* [PAGE EXTRACT]

___

KARACHI: Naegleria fowleri, commonly known as the ‘brain-eating amoeba’, has claimed the life of its youngest victim — a nine-month-old girl — as the death toll blamed on the deadly amoeba reached six within two months in Sindh, officials said on Wednesday.

They said Mahnoor, a daughter of Mohammad Imran, died in a local hospital two days after she was admitted there in a precarious condition.

The lethal germs infected the girl’s brain through her nasal cavity after she had been given a bath by her family in their house in Railway Housing Society in Gulshan-i-Iqbal Block-13, said a senior official in the provincial health department.

Naegleria threat looms as water lacks chlorine

The officials said she was admitted to the hospital on July 11 and died on July 13. It took them three days to officially confirm that her case belonged to the naegleria attack.

“She is the youngest victim of naegleria since 2012 when the disease emerged,” said a health department official.

“A four-year-old boy was previously the youngest victim who died in 2012.”

___

* [INFORMATION GIVEN]
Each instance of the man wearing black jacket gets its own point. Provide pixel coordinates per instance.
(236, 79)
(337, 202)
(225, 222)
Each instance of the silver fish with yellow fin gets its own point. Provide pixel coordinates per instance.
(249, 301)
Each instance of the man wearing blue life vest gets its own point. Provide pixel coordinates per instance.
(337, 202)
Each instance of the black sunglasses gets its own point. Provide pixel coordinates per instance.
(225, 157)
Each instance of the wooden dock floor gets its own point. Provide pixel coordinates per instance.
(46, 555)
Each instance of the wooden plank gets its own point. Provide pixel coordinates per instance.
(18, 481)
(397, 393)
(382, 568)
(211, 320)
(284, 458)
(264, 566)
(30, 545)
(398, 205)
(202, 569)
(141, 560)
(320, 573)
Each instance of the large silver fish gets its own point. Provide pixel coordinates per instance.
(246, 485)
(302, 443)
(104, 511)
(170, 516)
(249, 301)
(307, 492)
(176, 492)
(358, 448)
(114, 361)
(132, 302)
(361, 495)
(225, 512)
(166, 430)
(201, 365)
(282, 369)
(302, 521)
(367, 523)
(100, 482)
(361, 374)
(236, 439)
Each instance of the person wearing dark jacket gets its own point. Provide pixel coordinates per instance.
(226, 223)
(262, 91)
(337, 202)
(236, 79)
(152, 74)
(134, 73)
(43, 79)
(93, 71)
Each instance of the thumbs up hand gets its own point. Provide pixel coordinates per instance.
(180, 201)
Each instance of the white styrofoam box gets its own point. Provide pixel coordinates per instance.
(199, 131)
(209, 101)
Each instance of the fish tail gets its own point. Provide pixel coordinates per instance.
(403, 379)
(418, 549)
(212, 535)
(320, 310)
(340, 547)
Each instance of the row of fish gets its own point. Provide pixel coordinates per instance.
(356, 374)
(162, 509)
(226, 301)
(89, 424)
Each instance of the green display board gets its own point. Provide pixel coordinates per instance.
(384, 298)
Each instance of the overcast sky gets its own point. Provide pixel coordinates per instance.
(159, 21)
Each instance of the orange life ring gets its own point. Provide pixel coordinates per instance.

___

* [ACTIVITIES]
a - Please write out everything from "They said Mahnoor, a" down to "provincial health department." in the news report on the amoeba death, swapping "house" for "home".
b - Check each statement against the news report on the amoeba death: (i) The girl was admitted to the hospital on July 11. (ii) The death toll reached six within one month. (iii) The previous youngest victim was a four-year-old girl.

* [TASK-BY-TASK OUTPUTS]
a -
They said Mahnoor, a daughter of Mohammad Imran, died in a local hospital two days after she was admitted there in a precarious condition.

The lethal germs infected the girl’s brain through her nasal cavity after she had been given a bath by her family in their home in Railway Housing Society in Gulshan-i-Iqbal Block-13, said a senior official in the provincial health department.

b -
(i) Yes: "she was admitted to the hospital on July 11 and died on July 13."
(ii) No: "the death toll blamed on the deadly amoeba reached six within two months in Sindh"
(iii) No: "A four-year-old boy was previously the youngest victim who died in 2012."